Items listed in a dataset:
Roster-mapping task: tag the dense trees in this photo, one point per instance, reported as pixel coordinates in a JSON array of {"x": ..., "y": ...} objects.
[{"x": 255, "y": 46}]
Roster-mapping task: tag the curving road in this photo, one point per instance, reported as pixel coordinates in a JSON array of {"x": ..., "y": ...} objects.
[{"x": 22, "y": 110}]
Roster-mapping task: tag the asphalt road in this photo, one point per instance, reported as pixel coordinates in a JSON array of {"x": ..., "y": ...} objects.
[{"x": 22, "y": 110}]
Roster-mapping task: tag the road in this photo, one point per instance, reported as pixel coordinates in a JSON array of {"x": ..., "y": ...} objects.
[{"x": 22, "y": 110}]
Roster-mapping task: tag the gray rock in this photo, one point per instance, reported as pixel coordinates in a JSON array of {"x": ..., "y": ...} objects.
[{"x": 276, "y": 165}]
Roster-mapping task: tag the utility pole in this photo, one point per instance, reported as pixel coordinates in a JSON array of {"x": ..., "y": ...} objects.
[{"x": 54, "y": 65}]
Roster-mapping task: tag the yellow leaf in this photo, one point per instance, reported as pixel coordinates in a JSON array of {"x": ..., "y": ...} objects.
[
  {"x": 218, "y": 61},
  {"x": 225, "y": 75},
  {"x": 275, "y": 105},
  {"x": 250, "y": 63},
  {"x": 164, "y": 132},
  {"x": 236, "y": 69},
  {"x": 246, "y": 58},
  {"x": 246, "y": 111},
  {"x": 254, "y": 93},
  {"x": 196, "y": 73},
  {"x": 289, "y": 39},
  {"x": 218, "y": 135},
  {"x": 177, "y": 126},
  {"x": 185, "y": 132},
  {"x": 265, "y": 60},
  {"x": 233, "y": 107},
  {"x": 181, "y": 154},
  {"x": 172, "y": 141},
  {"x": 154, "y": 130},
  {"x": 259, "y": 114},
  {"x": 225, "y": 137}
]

--- YOUR INSTRUCTIONS ---
Please copy out the entries above word for word, from the line that contains "Roster-mapping task: tag the yellow" through the end of the entries, including both the first and the last line.

--- RESPONSE BELOW ---
Roster-mapping task: tag the yellow leaf in this photo, one point per instance, reported as pixel coordinates in a JSON array of {"x": ..., "y": ...} objects.
[
  {"x": 218, "y": 61},
  {"x": 225, "y": 75},
  {"x": 275, "y": 105},
  {"x": 250, "y": 63},
  {"x": 164, "y": 132},
  {"x": 236, "y": 69},
  {"x": 246, "y": 58},
  {"x": 246, "y": 111},
  {"x": 254, "y": 93},
  {"x": 196, "y": 73},
  {"x": 289, "y": 39},
  {"x": 218, "y": 135},
  {"x": 177, "y": 126},
  {"x": 185, "y": 132},
  {"x": 265, "y": 60},
  {"x": 233, "y": 107},
  {"x": 181, "y": 154},
  {"x": 172, "y": 141},
  {"x": 154, "y": 130},
  {"x": 259, "y": 114},
  {"x": 225, "y": 137}
]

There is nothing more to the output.